▶ _Excerpts from a dataset_:
·····

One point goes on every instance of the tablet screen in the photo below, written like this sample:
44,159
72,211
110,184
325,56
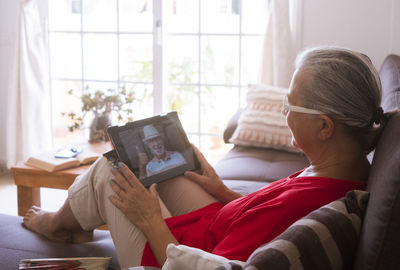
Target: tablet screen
155,149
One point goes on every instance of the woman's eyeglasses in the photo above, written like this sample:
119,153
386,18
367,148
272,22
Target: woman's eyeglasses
286,108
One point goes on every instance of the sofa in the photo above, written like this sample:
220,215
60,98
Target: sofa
245,169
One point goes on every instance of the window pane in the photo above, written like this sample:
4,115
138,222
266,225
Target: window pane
100,56
254,16
65,55
142,105
63,103
185,100
243,96
182,59
220,60
182,16
220,16
99,15
251,59
218,104
64,15
136,15
136,56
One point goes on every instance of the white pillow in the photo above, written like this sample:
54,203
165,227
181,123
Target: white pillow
184,257
262,124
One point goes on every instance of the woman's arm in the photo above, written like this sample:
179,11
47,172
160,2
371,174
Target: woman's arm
141,207
209,180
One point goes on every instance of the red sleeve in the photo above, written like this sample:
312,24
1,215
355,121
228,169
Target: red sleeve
256,227
264,220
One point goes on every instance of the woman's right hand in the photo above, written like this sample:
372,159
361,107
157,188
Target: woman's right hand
210,181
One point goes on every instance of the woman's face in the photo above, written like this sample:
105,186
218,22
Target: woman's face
301,125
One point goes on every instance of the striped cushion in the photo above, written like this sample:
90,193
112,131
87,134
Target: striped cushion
262,124
325,239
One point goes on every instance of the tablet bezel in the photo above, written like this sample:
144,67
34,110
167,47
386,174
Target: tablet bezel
171,118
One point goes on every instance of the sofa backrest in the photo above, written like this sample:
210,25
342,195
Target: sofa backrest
380,236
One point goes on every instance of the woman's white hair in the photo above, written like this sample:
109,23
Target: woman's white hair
345,85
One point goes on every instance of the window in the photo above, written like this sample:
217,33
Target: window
193,56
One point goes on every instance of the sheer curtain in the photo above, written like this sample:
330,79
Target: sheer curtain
28,122
280,43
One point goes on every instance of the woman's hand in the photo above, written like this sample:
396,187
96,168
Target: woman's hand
140,205
210,181
142,208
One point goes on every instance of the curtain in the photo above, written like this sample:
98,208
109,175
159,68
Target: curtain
279,50
28,122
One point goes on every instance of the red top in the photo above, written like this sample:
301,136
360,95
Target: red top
236,229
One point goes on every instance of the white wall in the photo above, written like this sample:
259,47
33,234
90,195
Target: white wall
8,46
369,26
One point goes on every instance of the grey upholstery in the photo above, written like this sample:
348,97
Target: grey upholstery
380,238
18,243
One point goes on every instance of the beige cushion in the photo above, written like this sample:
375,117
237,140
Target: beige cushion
262,124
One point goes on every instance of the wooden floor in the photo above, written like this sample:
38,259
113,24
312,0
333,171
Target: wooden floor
51,199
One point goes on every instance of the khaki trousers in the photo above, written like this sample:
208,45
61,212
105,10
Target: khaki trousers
88,198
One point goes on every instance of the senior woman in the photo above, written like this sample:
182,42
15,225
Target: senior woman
334,114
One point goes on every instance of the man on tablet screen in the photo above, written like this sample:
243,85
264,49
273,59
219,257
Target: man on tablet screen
162,159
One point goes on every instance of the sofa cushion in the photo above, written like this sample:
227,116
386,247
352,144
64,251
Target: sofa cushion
380,238
16,243
262,124
259,164
390,78
325,239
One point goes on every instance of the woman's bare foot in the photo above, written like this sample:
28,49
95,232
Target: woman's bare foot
43,222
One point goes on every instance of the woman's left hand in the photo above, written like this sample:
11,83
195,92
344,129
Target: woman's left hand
140,205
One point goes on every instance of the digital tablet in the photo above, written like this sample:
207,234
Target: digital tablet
155,149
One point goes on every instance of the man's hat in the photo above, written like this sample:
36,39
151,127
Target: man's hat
150,132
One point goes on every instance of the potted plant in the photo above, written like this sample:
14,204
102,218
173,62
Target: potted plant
101,103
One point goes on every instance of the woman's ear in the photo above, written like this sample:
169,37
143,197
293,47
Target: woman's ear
326,127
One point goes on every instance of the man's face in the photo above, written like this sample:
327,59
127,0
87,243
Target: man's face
156,146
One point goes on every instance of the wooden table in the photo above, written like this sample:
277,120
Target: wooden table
29,180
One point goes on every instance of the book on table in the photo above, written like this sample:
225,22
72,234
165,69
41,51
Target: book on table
66,263
48,162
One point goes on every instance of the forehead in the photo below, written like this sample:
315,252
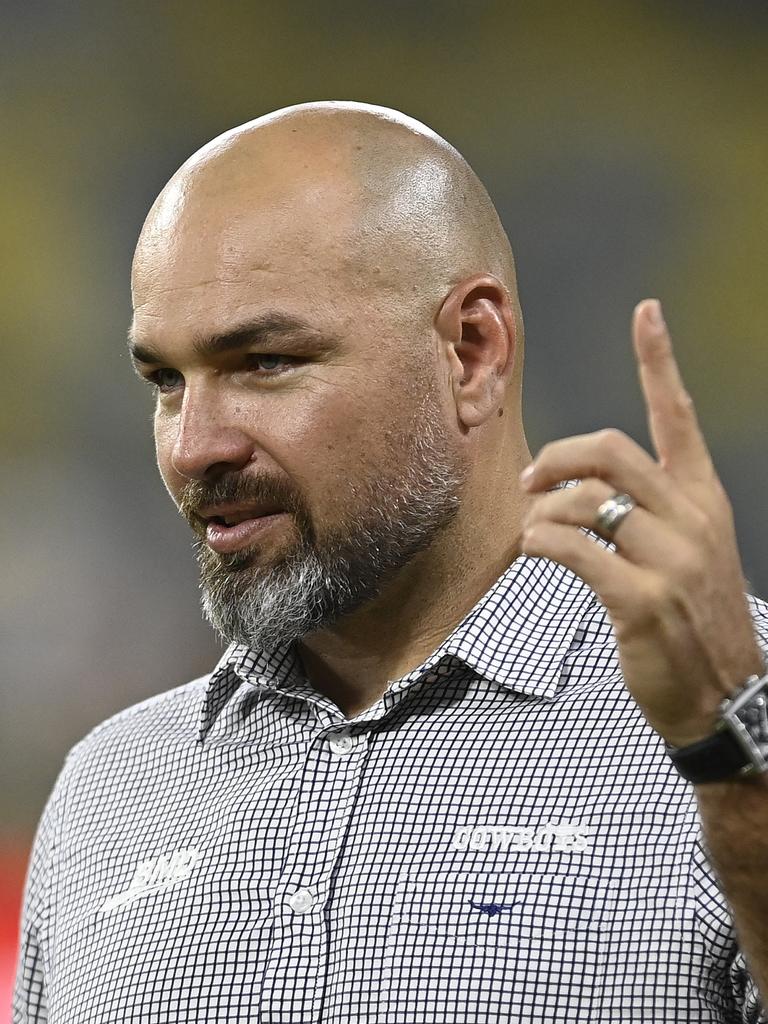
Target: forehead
213,255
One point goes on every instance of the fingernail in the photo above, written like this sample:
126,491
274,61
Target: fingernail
654,315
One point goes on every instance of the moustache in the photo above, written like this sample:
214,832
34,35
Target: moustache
241,491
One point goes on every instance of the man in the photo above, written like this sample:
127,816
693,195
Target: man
432,777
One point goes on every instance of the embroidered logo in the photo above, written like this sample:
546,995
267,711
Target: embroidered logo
154,875
565,837
492,908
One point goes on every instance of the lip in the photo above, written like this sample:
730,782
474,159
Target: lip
226,540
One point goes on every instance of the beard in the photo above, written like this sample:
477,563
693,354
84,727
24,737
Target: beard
396,512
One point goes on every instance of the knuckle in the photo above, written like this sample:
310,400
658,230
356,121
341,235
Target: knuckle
611,440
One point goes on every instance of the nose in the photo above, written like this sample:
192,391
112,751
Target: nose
208,439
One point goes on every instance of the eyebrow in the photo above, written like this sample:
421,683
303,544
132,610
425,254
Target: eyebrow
267,328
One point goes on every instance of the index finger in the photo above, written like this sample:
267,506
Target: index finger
672,418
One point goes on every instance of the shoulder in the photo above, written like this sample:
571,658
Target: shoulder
165,719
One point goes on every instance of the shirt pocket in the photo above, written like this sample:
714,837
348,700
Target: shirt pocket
494,946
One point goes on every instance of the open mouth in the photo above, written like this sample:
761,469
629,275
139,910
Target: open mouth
228,531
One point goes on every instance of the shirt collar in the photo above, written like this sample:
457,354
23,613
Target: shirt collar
517,635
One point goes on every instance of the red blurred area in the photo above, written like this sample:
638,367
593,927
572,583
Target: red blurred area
14,852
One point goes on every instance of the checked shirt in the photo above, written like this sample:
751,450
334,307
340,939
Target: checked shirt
501,838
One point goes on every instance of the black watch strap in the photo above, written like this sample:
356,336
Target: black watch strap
710,760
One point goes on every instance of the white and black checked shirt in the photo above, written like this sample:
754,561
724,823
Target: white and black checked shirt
500,838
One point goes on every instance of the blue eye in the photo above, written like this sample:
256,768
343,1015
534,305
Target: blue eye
266,359
270,364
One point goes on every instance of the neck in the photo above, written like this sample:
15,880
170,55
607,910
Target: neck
354,660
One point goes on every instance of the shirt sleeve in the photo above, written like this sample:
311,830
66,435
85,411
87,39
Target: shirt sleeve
726,982
30,1004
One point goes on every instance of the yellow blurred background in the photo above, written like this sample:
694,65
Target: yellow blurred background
625,143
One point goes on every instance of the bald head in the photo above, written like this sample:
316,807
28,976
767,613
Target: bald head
369,193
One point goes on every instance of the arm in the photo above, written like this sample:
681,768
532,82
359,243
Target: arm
674,590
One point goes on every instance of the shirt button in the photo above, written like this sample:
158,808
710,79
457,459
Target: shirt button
301,901
341,742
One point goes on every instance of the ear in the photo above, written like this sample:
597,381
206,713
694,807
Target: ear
476,325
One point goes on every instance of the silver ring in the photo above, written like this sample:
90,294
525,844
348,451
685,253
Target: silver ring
613,512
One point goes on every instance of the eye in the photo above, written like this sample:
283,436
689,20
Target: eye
165,380
270,363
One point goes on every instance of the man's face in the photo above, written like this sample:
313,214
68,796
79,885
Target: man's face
300,425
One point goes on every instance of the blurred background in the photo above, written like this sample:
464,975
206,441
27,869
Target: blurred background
625,143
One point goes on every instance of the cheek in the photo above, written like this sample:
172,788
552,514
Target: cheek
164,441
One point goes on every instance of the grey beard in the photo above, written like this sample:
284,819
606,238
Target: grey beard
324,579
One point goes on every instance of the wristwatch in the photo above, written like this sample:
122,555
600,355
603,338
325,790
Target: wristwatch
738,747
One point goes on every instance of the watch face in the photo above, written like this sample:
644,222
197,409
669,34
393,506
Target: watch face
749,714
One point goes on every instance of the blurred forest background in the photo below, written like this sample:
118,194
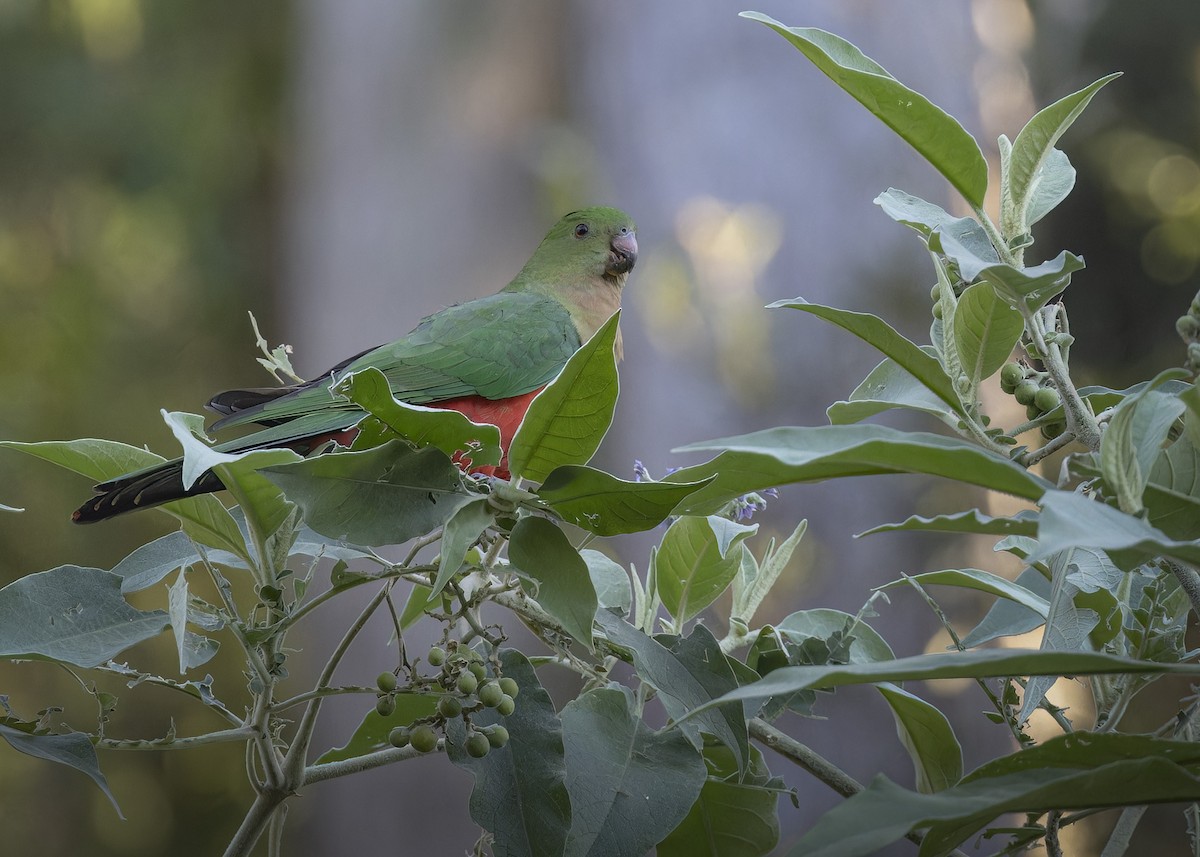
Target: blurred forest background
343,168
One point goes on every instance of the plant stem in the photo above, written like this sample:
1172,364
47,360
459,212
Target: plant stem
222,736
328,771
1189,581
815,763
258,817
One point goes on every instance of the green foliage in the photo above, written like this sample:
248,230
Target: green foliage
1109,556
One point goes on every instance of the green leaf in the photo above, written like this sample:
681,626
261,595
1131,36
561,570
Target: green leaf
935,135
629,784
883,811
611,581
72,613
261,501
462,531
1173,493
1071,520
889,385
928,737
696,562
543,552
1009,618
520,793
1134,441
963,239
750,591
569,418
985,330
687,673
821,623
73,749
448,430
372,732
203,517
733,816
877,333
972,521
606,505
976,664
809,454
1031,162
1036,286
382,496
981,581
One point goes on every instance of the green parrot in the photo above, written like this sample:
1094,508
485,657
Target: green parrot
486,358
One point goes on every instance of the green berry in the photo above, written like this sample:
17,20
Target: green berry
507,706
1047,400
491,695
449,707
1025,391
1011,375
478,745
424,738
467,683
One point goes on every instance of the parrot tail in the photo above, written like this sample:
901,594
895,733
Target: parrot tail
143,490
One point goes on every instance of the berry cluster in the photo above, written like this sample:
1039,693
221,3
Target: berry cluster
1188,327
1031,389
465,688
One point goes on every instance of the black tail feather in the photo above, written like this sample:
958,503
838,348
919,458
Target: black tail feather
143,491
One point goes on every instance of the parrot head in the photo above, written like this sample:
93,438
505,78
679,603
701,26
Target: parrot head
595,243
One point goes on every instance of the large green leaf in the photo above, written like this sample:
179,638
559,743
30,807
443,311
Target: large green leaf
735,816
382,496
889,385
877,333
687,673
629,784
1032,162
520,793
462,529
372,733
203,517
448,430
933,132
985,331
562,582
697,561
73,749
928,737
977,664
1072,520
1036,286
569,418
1081,772
972,521
606,505
72,613
981,581
809,454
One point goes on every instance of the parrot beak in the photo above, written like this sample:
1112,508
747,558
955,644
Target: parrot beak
624,253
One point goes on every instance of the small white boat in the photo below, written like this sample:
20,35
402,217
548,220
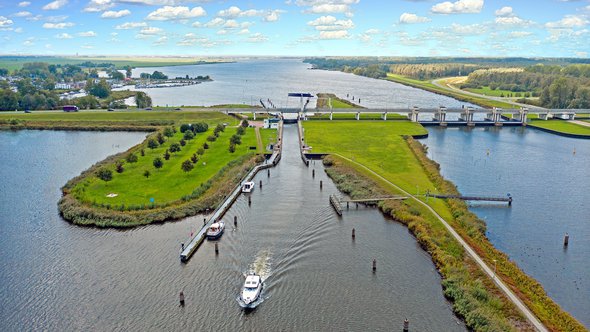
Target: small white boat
247,187
251,290
215,231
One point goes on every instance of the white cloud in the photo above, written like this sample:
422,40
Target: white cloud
169,13
98,6
339,34
87,34
62,25
5,23
150,31
458,7
64,36
504,11
55,5
22,14
408,18
257,38
131,25
116,14
330,23
568,22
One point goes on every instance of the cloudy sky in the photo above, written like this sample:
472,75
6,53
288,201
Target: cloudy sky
546,28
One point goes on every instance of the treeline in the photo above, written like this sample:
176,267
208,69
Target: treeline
556,87
431,70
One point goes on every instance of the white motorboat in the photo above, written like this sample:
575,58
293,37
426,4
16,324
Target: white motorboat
247,187
251,290
216,229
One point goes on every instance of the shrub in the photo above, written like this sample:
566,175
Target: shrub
200,127
174,147
184,127
131,158
187,166
188,135
119,167
158,163
152,144
105,174
169,131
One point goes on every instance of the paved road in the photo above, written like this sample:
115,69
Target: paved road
501,285
452,88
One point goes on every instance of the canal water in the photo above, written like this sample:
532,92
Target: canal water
249,81
55,276
550,185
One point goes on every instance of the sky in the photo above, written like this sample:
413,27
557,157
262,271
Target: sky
498,28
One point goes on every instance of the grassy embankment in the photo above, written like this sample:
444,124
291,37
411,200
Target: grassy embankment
16,62
429,86
403,162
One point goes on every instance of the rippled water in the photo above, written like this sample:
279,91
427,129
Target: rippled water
59,277
550,185
248,81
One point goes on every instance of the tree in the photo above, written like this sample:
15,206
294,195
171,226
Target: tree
142,100
158,163
188,135
187,166
119,167
174,147
105,174
169,131
200,127
131,158
152,143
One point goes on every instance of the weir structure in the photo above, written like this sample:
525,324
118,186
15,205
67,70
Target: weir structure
465,116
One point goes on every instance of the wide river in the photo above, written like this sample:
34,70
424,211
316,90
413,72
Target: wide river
249,81
59,277
551,189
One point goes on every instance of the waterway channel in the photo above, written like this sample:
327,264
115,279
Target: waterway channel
55,276
550,185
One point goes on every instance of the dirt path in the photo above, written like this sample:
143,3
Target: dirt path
485,268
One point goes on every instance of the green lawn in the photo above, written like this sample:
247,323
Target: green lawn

·····

▶ _Task requirements_: Reproduce each line of the records in which the word "lawn" appears.

▶ _Written reply_:
One point goes on every instance of the green lawn in the photo above, written like this sample:
Target: green lawn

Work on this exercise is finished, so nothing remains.